§ What you are asked to do
Locate the word "houses" in the data below, then copy every line that holds it.

§ Records provided
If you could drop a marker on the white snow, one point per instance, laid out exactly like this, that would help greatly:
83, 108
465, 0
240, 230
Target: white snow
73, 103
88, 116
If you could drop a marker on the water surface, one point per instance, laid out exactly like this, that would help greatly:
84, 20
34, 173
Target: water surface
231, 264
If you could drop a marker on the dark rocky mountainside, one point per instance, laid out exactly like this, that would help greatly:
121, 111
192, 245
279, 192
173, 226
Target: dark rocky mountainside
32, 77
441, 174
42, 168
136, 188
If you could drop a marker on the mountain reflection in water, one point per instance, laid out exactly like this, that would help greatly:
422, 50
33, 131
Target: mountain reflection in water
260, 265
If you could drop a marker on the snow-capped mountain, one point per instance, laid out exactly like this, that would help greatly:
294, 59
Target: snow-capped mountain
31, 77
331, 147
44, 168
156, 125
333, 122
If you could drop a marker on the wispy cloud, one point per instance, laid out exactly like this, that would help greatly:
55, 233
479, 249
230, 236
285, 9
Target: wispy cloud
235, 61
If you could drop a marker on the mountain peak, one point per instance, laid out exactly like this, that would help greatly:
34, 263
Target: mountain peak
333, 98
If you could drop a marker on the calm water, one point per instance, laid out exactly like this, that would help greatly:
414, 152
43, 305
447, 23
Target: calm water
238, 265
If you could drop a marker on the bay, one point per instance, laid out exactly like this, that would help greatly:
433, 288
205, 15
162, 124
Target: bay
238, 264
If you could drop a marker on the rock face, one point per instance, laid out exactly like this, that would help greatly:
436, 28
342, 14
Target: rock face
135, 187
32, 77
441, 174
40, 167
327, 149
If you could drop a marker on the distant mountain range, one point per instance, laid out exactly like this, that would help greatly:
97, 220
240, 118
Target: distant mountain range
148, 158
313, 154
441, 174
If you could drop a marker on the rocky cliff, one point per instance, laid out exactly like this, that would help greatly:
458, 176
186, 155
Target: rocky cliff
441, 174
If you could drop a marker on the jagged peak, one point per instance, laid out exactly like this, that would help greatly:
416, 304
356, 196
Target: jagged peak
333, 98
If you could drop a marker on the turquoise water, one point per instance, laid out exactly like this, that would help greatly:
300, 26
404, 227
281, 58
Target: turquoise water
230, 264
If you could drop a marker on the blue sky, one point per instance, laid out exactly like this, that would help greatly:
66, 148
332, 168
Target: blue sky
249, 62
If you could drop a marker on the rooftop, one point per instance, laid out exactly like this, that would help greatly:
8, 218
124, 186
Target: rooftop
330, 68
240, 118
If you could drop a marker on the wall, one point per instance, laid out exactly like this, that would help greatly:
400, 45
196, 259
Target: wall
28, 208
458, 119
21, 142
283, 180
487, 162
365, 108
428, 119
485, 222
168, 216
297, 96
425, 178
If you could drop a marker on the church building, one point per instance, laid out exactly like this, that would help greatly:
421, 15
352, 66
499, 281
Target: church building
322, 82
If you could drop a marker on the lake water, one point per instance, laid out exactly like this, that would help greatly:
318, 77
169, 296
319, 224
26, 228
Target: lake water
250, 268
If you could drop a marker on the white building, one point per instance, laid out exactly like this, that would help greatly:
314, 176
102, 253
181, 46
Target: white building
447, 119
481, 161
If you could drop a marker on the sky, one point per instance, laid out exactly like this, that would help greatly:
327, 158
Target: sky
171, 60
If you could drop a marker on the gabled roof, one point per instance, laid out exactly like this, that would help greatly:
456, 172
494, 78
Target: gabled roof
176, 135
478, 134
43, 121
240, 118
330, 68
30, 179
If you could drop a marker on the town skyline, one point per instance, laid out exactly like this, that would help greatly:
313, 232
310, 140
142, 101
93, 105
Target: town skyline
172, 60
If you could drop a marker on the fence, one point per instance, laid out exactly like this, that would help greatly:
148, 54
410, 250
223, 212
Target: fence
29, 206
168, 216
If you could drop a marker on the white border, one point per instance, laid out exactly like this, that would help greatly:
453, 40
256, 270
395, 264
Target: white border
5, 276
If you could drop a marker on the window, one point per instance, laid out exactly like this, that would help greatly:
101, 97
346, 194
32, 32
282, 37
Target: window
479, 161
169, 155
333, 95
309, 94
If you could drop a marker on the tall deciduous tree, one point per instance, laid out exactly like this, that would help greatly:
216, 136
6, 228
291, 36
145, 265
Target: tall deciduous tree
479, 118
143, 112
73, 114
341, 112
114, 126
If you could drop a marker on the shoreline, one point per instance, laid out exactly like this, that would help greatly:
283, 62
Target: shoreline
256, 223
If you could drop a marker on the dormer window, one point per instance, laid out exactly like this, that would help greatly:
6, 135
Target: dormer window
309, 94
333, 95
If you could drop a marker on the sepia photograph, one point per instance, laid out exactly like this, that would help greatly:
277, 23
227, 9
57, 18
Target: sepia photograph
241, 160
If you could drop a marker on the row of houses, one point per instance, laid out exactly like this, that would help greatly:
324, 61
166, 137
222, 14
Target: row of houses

§ Worked solution
If you could drop a marker on the row of houses, one point per instance, laid out exactly like this, that would help greatly:
Target: row of houses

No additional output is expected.